任务要求: 请根据下面的阅读材料回答：文本的哪一特点使对抗攻击和防御更具挑战性？

阅读材料:
»»
文本中的对抗攻击与防御综述

梁宇航; 林政; 王雷; 何原野; 王伟平

本文已被：浏览 1281次下载 623次	码上扫一扫！
文本中的对抗攻击与防御综述
梁宇航,林政,王雷,何原野,王伟平
分享到：微信更多字体:加大+\|默认\|缩小-
(中国科学院信息工程研究所北京中国 100093;中国科学院大学网络空间安全学院北京中国 100049)

摘要:

随着人工智能技术与高性能计算设备的发展,近些年深度神经网络(Deep Neural Networks,DNNs)在计算机视觉、语音识别和自然语言处理等领域取得了非常不错的成就。在图像分类、语音识别和文本分类等任务中,DNNs的准确率甚至超越了人类,为人工智能赋予了惊人的能力。然而,近几年的研究表明,DNN模型非常容易受到对抗样本的攻击,只需在正常输入中加入微小不可察觉的扰动,就能导致DNN模型错误的预测,这一现象引发了人们对模型鲁棒性的深刻思考。在计算机视觉领域中对抗攻击与防御已经得到了广泛的研究,研究者们努力开发鲁棒的模型来抵御各种攻击,但在文本领域中的研究还有些不够,很多视觉领域的方法并不能直接应用于文本,尤其是文本离散的特点使得攻击和防御更有挑战性,也有更多的研究空间。本文全面介绍了文本领域中的对抗攻击与防御以及一些相关工作。具体来说,本文首先从不同的角度对文本中的对抗攻击与防御进行了分类,以便更好地理解和研究不同类型的攻击与防御,接着本文介绍了相应的工作和最新进展,包括不同攻击与防御方法的性能比较以及实验结果的分析,最后本文讨论了文本领域对抗攻击与防御存在的挑战,如何在保持语义准确性的前提下生成质量更高的对抗样本以及如何避免模型只学习浅层特征。这些挑战为研究者提供了宝贵的探索机会,未来的研究可以集中在这些方向以推动文本领域对抗攻击与防御的发展。
««
已知信息:
»»
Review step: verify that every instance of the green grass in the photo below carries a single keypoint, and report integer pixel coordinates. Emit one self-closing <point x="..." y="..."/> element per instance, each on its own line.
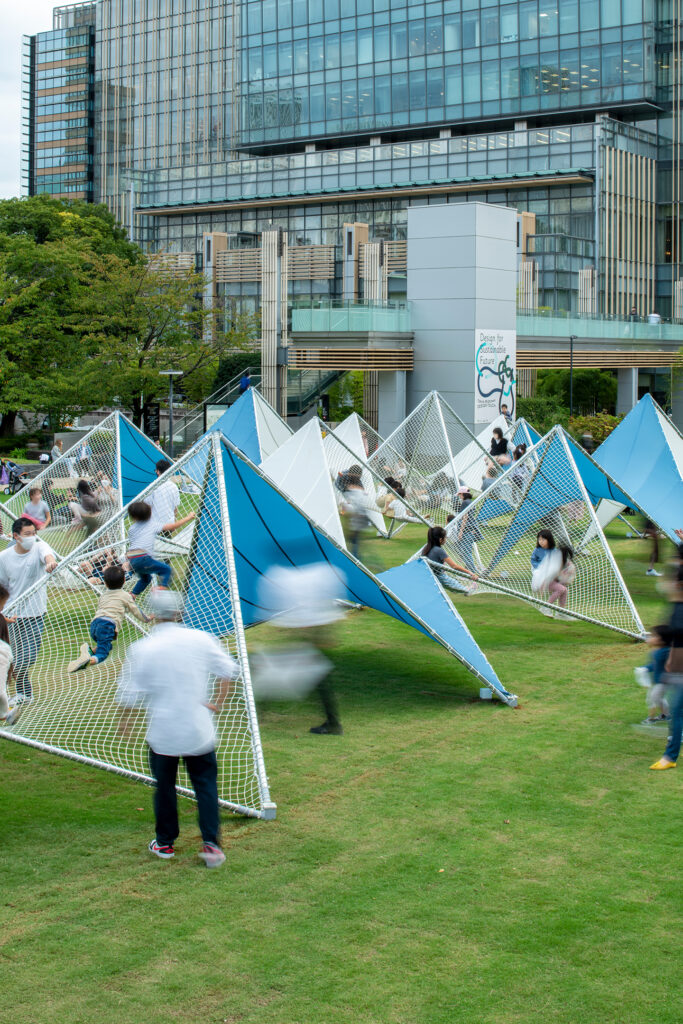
<point x="445" y="860"/>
««
结果: 文本离散的特点。